**Problem requirements:** There is one span to output from the data below: the lines starting at the line with "the rear taillight" and ending at the line with "Target: windshield". Output it exactly, ends included, nothing more.

─── Exercise inputs

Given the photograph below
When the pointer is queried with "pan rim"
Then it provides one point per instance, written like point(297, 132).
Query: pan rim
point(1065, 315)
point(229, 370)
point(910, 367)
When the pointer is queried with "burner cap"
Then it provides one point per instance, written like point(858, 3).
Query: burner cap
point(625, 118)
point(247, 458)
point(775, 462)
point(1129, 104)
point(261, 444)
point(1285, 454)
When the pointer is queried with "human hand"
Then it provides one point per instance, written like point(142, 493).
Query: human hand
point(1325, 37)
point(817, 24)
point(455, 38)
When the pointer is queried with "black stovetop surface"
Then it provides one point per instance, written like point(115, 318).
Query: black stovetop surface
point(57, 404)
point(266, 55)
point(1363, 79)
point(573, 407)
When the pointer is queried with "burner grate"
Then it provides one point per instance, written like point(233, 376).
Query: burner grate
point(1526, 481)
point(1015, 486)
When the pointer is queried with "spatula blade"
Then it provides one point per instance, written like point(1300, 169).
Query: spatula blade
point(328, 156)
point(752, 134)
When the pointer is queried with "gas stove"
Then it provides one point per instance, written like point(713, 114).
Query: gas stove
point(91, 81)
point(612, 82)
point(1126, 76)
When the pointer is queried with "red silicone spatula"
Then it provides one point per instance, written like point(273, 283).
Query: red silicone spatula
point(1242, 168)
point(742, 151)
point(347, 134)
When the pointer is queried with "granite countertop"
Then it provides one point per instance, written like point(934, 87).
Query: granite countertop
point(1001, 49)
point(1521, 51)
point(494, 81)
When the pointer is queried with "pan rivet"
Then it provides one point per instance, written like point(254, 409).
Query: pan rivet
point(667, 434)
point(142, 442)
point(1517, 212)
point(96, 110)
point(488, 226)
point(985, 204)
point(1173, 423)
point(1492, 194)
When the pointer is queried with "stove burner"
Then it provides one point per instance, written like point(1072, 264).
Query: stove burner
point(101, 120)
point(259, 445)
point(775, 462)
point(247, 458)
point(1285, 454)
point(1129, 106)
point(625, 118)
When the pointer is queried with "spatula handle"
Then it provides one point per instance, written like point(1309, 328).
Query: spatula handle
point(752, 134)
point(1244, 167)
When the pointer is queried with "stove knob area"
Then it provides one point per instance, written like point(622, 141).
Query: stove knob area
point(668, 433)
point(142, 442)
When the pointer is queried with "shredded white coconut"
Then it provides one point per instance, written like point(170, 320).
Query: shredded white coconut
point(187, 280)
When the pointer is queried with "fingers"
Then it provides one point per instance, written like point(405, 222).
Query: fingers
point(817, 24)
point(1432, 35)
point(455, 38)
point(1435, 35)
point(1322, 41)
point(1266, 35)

──────
─── Exercise inputs

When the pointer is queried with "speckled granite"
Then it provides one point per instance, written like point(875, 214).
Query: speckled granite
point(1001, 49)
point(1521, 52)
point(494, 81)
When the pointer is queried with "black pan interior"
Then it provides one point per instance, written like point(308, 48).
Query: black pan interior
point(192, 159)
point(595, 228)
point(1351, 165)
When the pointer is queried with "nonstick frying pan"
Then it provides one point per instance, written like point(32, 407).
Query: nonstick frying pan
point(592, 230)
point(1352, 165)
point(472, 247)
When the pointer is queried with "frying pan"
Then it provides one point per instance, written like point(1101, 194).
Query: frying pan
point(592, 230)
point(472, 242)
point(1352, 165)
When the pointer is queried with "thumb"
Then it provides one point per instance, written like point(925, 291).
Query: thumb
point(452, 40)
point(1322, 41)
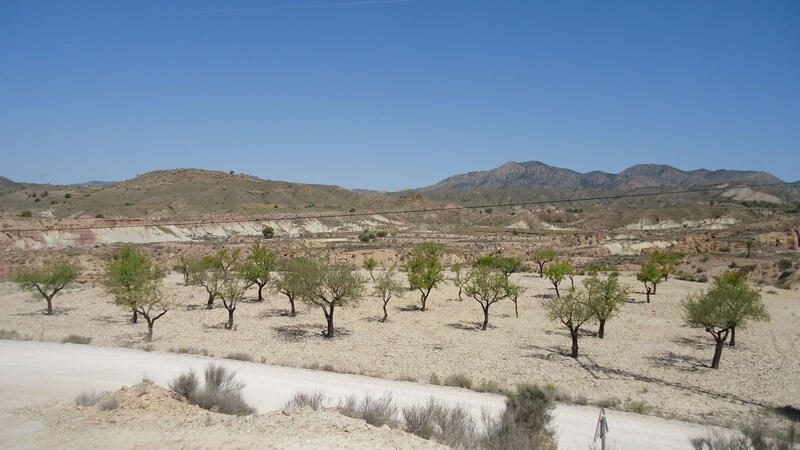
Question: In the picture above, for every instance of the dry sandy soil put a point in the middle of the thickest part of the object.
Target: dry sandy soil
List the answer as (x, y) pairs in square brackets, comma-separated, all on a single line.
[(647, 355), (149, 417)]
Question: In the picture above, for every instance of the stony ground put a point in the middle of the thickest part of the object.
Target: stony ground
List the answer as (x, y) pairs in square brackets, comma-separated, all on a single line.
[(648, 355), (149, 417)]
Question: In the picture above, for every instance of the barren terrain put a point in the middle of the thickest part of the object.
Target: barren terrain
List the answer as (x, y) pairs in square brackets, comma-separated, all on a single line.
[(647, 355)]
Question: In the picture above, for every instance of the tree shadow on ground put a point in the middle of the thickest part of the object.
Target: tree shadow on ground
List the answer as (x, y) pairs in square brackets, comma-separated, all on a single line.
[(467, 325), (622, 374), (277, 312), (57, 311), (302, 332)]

──────
─── Exercise inputs

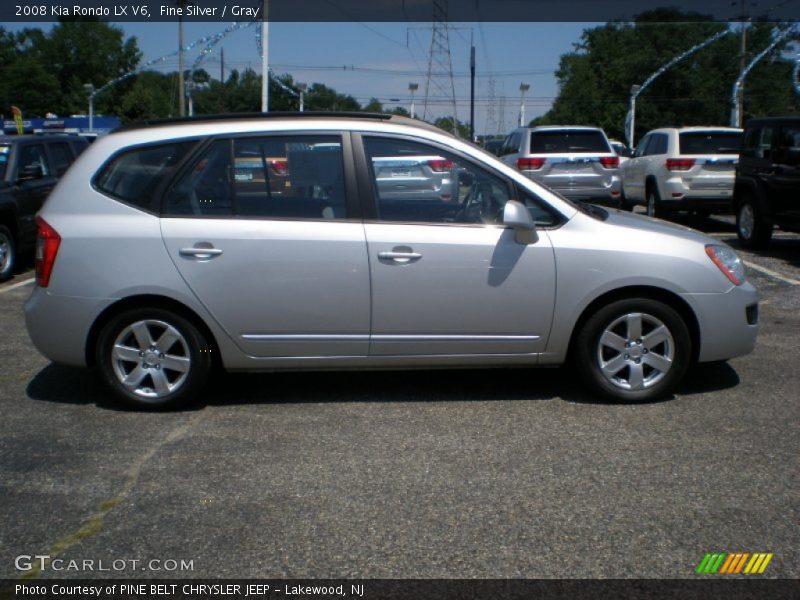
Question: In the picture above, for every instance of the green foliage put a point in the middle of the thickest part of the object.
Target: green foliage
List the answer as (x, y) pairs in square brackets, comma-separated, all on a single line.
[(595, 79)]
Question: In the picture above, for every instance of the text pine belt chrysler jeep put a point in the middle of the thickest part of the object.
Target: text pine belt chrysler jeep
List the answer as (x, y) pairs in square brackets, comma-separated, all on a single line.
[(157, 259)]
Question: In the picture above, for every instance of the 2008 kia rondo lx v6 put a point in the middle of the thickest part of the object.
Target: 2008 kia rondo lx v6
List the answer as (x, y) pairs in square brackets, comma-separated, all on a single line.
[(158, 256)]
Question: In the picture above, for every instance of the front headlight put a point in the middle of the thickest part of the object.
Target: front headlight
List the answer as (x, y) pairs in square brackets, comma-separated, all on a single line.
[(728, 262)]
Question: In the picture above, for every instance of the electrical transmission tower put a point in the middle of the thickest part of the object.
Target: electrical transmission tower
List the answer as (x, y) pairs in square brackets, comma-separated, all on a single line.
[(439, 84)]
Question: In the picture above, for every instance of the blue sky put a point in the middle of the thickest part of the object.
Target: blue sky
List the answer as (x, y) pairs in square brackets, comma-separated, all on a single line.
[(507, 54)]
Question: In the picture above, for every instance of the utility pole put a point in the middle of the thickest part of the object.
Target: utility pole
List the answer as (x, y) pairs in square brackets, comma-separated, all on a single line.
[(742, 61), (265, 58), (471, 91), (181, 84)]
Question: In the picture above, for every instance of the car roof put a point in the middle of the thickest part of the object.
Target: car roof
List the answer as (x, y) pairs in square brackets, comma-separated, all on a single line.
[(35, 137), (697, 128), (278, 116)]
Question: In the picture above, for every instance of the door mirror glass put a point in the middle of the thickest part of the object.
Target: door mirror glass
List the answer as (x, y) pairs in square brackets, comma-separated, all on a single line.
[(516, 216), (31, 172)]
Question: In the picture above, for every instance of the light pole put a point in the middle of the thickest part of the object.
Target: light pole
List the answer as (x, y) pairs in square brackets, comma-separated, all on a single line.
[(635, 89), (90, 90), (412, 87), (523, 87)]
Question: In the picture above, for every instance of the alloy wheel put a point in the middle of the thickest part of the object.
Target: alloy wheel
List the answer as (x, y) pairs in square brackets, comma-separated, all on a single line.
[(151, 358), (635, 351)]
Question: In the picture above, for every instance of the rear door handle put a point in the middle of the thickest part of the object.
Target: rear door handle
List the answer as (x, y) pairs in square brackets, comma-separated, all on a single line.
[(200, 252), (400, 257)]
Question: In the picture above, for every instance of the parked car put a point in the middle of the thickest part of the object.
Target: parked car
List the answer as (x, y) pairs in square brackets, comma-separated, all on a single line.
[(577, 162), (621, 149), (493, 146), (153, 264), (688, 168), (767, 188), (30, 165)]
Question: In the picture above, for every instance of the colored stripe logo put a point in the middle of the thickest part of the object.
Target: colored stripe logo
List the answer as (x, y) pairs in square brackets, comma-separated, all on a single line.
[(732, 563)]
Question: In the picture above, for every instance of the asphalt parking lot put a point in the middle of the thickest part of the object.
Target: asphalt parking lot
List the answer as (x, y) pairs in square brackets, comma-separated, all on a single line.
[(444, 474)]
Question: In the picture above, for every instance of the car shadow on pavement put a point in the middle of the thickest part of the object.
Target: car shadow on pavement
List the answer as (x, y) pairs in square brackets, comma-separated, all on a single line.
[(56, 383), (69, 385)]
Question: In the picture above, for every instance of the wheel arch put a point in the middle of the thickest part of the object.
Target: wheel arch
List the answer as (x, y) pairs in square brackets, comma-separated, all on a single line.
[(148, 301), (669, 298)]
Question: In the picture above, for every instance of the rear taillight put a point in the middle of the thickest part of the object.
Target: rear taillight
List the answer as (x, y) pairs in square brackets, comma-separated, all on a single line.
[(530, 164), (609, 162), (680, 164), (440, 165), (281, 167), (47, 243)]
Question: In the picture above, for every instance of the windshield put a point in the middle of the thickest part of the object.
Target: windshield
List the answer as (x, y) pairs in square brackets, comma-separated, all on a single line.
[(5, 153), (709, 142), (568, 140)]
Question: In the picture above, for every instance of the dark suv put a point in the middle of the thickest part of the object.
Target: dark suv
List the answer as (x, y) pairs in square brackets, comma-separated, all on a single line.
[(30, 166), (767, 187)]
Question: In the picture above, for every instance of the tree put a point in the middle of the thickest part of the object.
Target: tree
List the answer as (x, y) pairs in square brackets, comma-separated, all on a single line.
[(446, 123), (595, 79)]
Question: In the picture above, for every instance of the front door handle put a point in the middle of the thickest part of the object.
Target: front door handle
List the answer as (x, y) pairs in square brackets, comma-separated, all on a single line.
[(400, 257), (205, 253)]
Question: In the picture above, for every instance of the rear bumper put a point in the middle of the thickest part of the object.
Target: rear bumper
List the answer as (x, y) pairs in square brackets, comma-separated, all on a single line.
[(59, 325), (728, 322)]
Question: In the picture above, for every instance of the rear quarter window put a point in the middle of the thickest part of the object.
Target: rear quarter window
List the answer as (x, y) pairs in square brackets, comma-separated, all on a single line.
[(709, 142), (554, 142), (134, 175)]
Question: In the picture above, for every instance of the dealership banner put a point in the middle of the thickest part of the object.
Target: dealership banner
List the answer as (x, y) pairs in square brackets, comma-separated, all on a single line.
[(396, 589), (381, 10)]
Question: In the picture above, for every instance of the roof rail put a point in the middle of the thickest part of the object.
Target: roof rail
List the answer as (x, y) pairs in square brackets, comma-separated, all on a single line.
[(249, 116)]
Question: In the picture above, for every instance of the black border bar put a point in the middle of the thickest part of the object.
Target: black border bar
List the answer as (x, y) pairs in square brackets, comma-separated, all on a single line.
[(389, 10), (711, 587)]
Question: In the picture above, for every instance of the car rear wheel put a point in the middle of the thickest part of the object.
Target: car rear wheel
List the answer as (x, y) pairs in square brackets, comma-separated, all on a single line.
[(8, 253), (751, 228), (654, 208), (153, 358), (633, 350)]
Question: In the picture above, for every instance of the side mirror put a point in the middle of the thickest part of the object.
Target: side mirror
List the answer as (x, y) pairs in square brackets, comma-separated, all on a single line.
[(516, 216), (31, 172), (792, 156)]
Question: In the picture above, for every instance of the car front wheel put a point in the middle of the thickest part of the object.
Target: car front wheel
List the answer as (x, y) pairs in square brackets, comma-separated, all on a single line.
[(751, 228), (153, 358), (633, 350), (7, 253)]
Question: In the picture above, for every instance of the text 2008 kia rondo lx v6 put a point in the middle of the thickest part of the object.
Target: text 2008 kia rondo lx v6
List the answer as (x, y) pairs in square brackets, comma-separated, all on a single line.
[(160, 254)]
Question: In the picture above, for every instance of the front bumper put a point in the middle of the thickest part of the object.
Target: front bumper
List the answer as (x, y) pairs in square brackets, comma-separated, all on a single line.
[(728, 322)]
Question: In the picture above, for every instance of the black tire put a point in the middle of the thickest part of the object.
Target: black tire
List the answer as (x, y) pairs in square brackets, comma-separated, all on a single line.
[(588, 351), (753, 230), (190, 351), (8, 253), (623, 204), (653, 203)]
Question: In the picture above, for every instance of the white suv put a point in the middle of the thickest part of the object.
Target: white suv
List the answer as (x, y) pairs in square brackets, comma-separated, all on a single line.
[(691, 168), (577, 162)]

──────

**Response area:**
Question: In the picture above, for every instance of the rear taillight put a point in the middle of the thickest part of the object.
Target: rear taillight
List the answer as (x, y) pairs in square brackets, comma-separated, all on a single line.
[(530, 164), (609, 162), (680, 164), (440, 165), (281, 167), (47, 243)]
Question: In the picture above, for every instance of the windshield put a point in the middle of the thickest part of the object.
Target: windshield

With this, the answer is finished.